**EXERCISE INPUTS:**
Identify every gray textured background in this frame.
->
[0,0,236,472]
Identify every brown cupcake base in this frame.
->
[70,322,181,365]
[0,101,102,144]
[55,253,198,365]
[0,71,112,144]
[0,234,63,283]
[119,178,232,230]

**EXERCISE:**
Locate each line in the items above that contains the word "frame", and copy every such line in full.

**SOLVED EXERCISE:**
Identify every gray textured background in this frame.
Identify every brown cupcake base in this frame.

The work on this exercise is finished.